**Task to complete**
Copy the records from the line with "Can you find the swimming" to the line with "[[85, 322], [753, 228], [494, 205], [34, 268], [608, 220]]", including both of those lines and nothing outside them, and add 73 to every coordinate value in the answers.
[Start of Available records]
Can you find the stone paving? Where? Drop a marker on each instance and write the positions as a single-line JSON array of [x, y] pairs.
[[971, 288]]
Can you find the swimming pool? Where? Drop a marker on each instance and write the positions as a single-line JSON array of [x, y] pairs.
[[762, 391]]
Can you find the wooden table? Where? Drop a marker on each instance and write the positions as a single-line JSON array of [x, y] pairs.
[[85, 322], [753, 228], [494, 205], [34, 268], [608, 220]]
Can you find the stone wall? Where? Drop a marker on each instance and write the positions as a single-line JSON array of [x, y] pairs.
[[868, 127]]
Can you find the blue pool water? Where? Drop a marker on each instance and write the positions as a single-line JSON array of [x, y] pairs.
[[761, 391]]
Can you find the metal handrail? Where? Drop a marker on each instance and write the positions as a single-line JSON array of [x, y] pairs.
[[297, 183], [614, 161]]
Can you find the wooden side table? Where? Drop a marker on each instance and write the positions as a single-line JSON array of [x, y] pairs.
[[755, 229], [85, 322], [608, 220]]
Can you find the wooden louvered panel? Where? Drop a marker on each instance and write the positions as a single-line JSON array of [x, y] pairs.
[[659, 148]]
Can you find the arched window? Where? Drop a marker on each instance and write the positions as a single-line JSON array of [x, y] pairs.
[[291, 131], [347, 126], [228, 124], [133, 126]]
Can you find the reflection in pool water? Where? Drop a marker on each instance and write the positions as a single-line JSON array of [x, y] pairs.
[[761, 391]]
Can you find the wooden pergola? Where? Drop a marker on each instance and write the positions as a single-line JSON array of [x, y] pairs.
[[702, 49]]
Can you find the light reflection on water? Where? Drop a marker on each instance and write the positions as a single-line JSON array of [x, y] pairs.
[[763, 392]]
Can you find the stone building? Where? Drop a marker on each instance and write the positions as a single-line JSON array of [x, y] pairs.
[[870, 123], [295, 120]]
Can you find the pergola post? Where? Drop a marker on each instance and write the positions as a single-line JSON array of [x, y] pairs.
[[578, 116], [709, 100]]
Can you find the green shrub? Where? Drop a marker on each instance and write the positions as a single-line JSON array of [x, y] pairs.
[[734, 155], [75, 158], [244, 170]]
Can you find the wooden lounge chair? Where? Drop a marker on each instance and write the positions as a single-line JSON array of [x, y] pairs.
[End of Available records]
**Result for this exercise**
Can you find the swimming pool? Where? Drop a marker on each instance and write the positions as a single-line JSON array of [x, y] pairs.
[[835, 464]]
Can you find the wooden table? Where? Drop a marker on each instance and write the positions as a single-line JSON array of [x, y] pairs.
[[158, 395], [826, 301], [567, 278], [107, 341], [681, 293]]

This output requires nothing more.